Opdracht
Schrijf het fragment hieronder over de aanvraag om bijzondere bijstand woordelijk en volledig over.

╭─ Fragment

8. Uit het voorgaande volgt dat verweerder de aanvraag om bijzondere bijstand van 17 augustus 2015 terecht heeft afgewezen en dat het bestreden besluit 1 van 2 februari 2016 in stand kan blijven. Het beroep tegen dat besluit is ongegrond. Voor een proceskostenveroordeling bestaat geen aanleiding.

Zaak SHE 16/1703: bestreden besluit 2 van 3 mei 2016

9. Aan het bestreden besluit 2 van 3 mei 2016 ligt het volgende ten grondslag.

╰─
╭─ Getoonde rijen

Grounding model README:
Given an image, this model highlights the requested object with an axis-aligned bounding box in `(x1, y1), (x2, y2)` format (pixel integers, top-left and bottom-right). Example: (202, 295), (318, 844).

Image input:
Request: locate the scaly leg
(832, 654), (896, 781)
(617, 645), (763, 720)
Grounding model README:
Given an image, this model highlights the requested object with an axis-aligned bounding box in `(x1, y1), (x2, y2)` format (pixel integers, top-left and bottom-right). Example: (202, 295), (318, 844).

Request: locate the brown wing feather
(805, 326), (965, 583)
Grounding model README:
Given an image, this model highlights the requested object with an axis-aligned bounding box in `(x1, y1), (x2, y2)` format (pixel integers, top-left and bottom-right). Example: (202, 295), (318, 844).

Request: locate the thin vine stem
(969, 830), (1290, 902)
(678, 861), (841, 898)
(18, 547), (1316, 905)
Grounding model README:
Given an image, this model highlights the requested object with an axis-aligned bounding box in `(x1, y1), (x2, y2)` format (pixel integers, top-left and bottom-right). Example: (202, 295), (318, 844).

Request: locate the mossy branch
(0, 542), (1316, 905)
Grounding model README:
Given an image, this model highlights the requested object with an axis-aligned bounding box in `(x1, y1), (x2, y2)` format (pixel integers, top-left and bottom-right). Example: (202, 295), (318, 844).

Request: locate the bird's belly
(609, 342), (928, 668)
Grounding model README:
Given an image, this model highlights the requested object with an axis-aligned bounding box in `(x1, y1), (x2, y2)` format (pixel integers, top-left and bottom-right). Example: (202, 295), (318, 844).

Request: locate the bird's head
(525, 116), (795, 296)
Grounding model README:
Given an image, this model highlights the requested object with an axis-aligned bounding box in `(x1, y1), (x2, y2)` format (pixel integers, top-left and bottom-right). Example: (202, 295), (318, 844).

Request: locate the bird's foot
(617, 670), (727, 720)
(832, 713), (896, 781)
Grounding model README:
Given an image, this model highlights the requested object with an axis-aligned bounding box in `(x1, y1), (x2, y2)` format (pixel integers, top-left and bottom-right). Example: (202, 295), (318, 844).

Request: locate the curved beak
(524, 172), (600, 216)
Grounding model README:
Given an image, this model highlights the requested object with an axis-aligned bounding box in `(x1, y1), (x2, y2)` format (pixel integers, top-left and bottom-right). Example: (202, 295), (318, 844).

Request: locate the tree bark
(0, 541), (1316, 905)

╰─

Resultaat
8. Uit het voorgaande volgt dat verweerder de aanvraag om bijzondere bijstand van 17 augustus 2015 terecht heeft afgewezen en dat het bestreden besluit 1 van 2 februari 2016 in stand kan blijven. Het beroep tegen dat besluit is ongegrond. Voor een proceskostenveroordeling bestaat geen aanleiding.

Zaak SHE 16/1703: bestreden besluit 2 van 3 mei 2016

9. Aan het bestreden besluit 2 van 3 mei 2016 ligt het volgende ten grondslag.